PROBLEM DETAILS: Print all of the data exactly as written.

-- START DATASET EXCERPTS --

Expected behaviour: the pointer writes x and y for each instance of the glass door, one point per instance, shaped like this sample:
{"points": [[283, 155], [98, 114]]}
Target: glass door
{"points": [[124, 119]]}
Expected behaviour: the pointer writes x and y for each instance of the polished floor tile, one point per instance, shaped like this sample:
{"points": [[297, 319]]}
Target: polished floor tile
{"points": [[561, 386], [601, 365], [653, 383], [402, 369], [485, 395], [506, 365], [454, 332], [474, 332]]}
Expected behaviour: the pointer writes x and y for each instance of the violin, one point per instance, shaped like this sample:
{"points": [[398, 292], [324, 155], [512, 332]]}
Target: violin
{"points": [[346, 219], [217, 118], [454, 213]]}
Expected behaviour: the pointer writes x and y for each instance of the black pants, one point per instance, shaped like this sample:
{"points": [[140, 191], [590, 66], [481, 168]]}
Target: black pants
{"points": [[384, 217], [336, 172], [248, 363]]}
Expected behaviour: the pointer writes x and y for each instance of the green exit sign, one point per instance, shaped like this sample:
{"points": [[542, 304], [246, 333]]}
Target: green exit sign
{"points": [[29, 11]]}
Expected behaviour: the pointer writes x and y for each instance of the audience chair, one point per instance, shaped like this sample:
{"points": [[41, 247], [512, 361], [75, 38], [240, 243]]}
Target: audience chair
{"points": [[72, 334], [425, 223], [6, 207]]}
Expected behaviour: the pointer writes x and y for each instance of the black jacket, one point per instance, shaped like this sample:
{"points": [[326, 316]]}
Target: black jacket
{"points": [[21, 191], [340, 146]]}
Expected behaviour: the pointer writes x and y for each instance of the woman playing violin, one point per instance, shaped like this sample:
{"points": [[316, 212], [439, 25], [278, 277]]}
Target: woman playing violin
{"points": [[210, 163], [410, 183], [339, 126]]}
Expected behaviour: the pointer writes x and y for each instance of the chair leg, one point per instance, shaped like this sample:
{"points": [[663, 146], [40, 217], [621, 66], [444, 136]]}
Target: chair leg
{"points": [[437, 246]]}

-- END DATASET EXCERPTS --

RESPONSE TO THE TASK:
Expected behaviour: the pointer writes x and y for each instance of the glass door, one point per instance, shaped like this sample:
{"points": [[283, 155], [98, 114]]}
Target: glass door
{"points": [[124, 119]]}
Expected behaviour: the pointer writes x and y for each instance of the polished floor tile, one point per instance, shaped like this sample:
{"points": [[297, 319]]}
Target: polished floor tile
{"points": [[561, 386], [601, 365], [653, 383], [402, 369], [485, 395], [506, 365], [454, 332], [474, 332]]}
Expected behaviour: the pointer writes x and y for each instance of the violin, one point per instance, shaped like this sample:
{"points": [[398, 292], [324, 155], [512, 332]]}
Target: violin
{"points": [[346, 219], [217, 118], [454, 213]]}
Expected behaviour: the pointer writes x and y for each instance of the black pants, one point per instance, shaped like this sample:
{"points": [[140, 191], [590, 66], [481, 168]]}
Target: black pants
{"points": [[384, 217], [336, 172], [248, 363]]}
Expected behaviour: the pointer writes x and y for each instance of the green exit sign, one point per instance, shaped like this sample:
{"points": [[542, 304], [246, 333]]}
Target: green exit sign
{"points": [[29, 11]]}
Expected behaviour: the pointer writes x and y for each instance of the audience chair, one point per instance, shaped like this sample:
{"points": [[41, 247], [512, 361], [75, 38], [240, 243]]}
Target: audience chair
{"points": [[72, 334], [425, 223], [6, 207]]}
Expected behaviour: the pointer writes x and y for each instance of the black jacket, one point per instance, shaped like this sample:
{"points": [[326, 316]]}
Target: black jacket
{"points": [[21, 191], [340, 146]]}
Expected behaviour: the pointer writes x and y for each instance of the woman playing violin, one point per instance, shaped like this sample:
{"points": [[316, 212], [439, 25], [278, 277]]}
Target: woman playing violin
{"points": [[210, 163], [410, 183], [339, 126]]}
Expected behaviour: the pointer writes x and y for each instance of the chair leg, one point per instance, shaped like this sample:
{"points": [[663, 146], [40, 217], [621, 66], [444, 136]]}
Target: chair leg
{"points": [[437, 246]]}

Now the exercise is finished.